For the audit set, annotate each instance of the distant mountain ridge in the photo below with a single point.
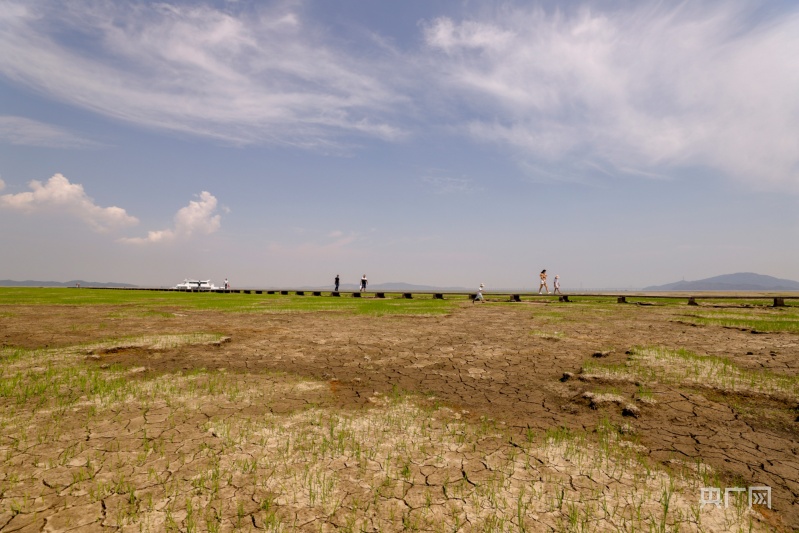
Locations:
(741, 281)
(74, 282)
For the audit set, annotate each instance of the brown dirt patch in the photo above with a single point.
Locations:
(501, 361)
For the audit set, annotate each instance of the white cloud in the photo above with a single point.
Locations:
(449, 185)
(242, 74)
(660, 85)
(59, 195)
(26, 132)
(197, 217)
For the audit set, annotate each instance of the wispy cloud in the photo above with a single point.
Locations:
(332, 244)
(660, 85)
(449, 185)
(197, 217)
(22, 131)
(60, 196)
(243, 74)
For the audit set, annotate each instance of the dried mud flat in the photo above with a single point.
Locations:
(497, 417)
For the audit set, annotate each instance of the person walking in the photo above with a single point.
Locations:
(543, 283)
(479, 295)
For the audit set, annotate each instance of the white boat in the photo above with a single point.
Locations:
(196, 285)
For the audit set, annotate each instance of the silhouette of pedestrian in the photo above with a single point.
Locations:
(543, 282)
(479, 295)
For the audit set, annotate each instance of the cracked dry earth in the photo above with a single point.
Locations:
(301, 421)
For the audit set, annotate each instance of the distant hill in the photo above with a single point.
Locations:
(31, 283)
(742, 281)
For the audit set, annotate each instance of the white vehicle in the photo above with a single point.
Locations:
(196, 285)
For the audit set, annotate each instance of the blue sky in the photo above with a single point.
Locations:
(617, 144)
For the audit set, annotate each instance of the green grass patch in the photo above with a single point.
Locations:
(765, 320)
(157, 304)
(682, 367)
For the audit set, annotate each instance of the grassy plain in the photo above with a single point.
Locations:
(149, 411)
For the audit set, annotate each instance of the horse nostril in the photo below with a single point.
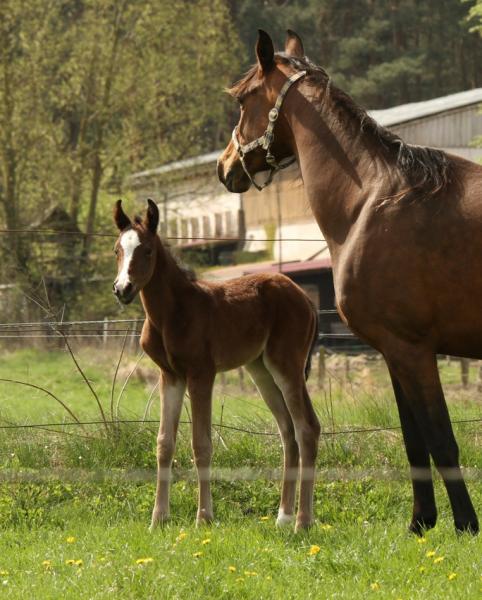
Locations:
::::::
→ TASK REQUIREMENTS
The lines from the one holding "For the audit set, annotate each instance of the white vehicle" through the end of the entries are to be transcribed exactly, both ends included, with the pictures left out.

→ ANSWER BOX
For the audit set, annotate each instance of the white vehicle in the photo above with a single point.
Locations:
(196, 285)
For the audit set, annotate each instance of the blue sky in the photo above with a single point.
Locations:
(617, 144)
For the audit set, annotate each instance of the green grass patch in the photo above with a single point.
Locations:
(765, 320)
(157, 304)
(682, 367)
For the audit set, annotate each instance of the grassy plain in the photo above with a single point.
Locations:
(149, 411)
For the audit set, annotate each instance of the horse nostril in the photo below with a single point.
Locations:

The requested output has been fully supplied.